- **Short task**: Output nothing but the lines from the line with "the window frame" through the end of the listing below, both ends included.

- **Records provided**:
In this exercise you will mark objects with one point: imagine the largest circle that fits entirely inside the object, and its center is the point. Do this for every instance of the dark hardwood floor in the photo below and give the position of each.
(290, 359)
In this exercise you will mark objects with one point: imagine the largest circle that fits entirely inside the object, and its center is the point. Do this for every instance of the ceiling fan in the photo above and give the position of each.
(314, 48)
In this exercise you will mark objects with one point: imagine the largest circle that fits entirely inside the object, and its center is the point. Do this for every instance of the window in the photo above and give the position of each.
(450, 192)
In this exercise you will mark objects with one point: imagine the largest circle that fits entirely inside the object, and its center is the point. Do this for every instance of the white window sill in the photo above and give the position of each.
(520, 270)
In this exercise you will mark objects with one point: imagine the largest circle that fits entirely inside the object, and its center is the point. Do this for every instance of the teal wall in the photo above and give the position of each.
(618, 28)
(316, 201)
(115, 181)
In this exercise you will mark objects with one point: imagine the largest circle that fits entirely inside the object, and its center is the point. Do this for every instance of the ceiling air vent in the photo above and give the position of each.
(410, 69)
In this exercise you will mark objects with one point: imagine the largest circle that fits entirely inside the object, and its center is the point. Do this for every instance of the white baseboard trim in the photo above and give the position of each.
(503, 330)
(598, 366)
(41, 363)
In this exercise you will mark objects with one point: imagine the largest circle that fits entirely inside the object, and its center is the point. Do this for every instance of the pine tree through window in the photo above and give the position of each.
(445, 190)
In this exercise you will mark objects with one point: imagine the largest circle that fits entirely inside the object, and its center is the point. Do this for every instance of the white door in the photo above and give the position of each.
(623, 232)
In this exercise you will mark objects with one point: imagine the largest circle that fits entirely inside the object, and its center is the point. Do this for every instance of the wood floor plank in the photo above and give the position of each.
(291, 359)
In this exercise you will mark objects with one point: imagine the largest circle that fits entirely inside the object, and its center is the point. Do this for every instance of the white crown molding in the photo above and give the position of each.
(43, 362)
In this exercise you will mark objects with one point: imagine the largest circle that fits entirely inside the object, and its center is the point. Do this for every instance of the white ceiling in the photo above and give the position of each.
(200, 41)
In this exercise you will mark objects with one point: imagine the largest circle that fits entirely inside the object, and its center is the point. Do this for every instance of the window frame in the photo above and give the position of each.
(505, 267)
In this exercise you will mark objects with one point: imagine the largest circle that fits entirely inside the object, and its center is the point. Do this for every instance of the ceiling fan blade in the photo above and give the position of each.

- **Task answer**:
In this exercise you will mark objects with one point: imagine the largest circle that fits entirely inside the object, and its center is the point. Do this for every instance of the window frame in the photo above and give the position of each.
(505, 267)
In this exercise you will mark objects with one point: imagine the largest circle that fits entirely inside the object, and its center is the point. Do this for every instance of the ceiling fan blade in the photo above and give the position of each.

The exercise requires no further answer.